== Segment start ==
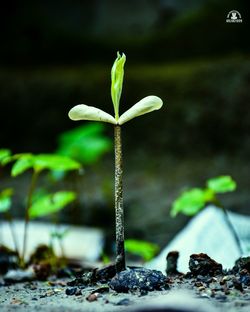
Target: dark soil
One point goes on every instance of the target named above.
(207, 287)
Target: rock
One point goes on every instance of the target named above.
(105, 274)
(202, 264)
(242, 264)
(124, 301)
(138, 279)
(18, 276)
(71, 291)
(172, 259)
(8, 259)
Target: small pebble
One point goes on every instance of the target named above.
(71, 291)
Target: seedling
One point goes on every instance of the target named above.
(48, 203)
(190, 202)
(85, 112)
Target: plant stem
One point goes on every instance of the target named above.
(119, 213)
(13, 234)
(27, 217)
(231, 227)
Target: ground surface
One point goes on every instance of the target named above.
(184, 296)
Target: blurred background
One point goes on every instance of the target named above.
(56, 54)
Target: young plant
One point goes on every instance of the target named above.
(49, 203)
(85, 112)
(190, 202)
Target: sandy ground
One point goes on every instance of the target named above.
(40, 296)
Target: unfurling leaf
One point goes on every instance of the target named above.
(117, 74)
(85, 112)
(51, 203)
(144, 106)
(222, 184)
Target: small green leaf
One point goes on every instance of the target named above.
(51, 203)
(144, 106)
(190, 202)
(117, 74)
(144, 249)
(4, 153)
(25, 162)
(5, 200)
(222, 184)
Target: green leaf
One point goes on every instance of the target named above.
(23, 163)
(222, 184)
(117, 73)
(51, 203)
(192, 201)
(4, 153)
(5, 200)
(87, 144)
(55, 162)
(144, 249)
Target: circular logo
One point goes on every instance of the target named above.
(234, 17)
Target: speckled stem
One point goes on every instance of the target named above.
(119, 214)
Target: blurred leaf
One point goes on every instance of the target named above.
(3, 154)
(59, 234)
(55, 162)
(40, 162)
(5, 200)
(51, 203)
(144, 249)
(222, 184)
(192, 201)
(22, 164)
(85, 143)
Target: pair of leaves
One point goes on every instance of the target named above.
(5, 200)
(50, 203)
(144, 249)
(85, 144)
(146, 105)
(192, 201)
(40, 162)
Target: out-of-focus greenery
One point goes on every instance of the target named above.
(86, 144)
(190, 202)
(51, 203)
(5, 199)
(4, 153)
(144, 249)
(38, 163)
(208, 98)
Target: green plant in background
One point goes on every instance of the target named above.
(86, 144)
(85, 112)
(144, 249)
(4, 153)
(190, 202)
(59, 235)
(48, 203)
(5, 205)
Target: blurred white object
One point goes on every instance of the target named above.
(208, 233)
(80, 242)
== Segment end ==
▶ Task to complete
Please print everything in the material exactly, apart from the pictures.

▶ Response
Target: dark soil
One point goes on every instance of the target named above.
(207, 287)
Target: rock
One point goes on every instance of the target named above.
(105, 274)
(202, 264)
(242, 264)
(124, 301)
(138, 279)
(18, 276)
(71, 291)
(172, 259)
(8, 259)
Target: small pebble
One point goes on every instance of the target named above.
(71, 291)
Target: seedling
One point goes on every instance of the target named above.
(48, 203)
(190, 202)
(85, 112)
Target: plant stem
One point goes on every instance of the target named above.
(119, 213)
(13, 234)
(27, 217)
(231, 227)
Target: ground surface
One point goes on every instance of the target named above.
(184, 296)
Target: blurred background
One point goes on every instance of the target named above.
(56, 54)
Target: young plant
One point goes on every instance of the target named above.
(49, 203)
(85, 112)
(190, 202)
Target: sandy ground
One point goes on every instance of the target named above.
(40, 296)
Target: unfurling leaf
One point goes on every instance of the target named above.
(117, 74)
(85, 112)
(51, 203)
(144, 106)
(222, 184)
Target: small green leaf
One point goes on every instance of the target named above.
(51, 203)
(144, 106)
(190, 202)
(117, 74)
(144, 249)
(4, 153)
(25, 162)
(5, 200)
(222, 184)
Target: green leaf
One point goes on every instance of the target named above.
(23, 163)
(222, 184)
(117, 73)
(51, 203)
(192, 201)
(4, 153)
(5, 200)
(87, 144)
(55, 162)
(144, 249)
Target: circular logo
One point goes on every instance of the target named above.
(234, 17)
Target: speckled stem
One point goes on every instance of the target named above.
(119, 214)
Target: blurred leaf
One point goes on every instance of the target named above.
(3, 154)
(59, 234)
(55, 162)
(40, 162)
(5, 200)
(51, 203)
(144, 249)
(222, 184)
(192, 201)
(22, 164)
(85, 143)
Target: pair of leaves
One point goes on every instance of the target named above.
(5, 200)
(50, 203)
(144, 249)
(85, 144)
(146, 105)
(192, 201)
(40, 162)
Target: out-of-focus greenery
One point goes on every instance of the target named above.
(86, 144)
(190, 202)
(51, 203)
(5, 199)
(4, 153)
(144, 249)
(38, 163)
(208, 98)
Target: green plant in background
One point goes on every instance of the target named above.
(86, 144)
(85, 112)
(144, 249)
(4, 153)
(190, 202)
(59, 235)
(48, 203)
(5, 205)
Target: blurred white object
One point goes on every instance of the target named above.
(208, 233)
(80, 242)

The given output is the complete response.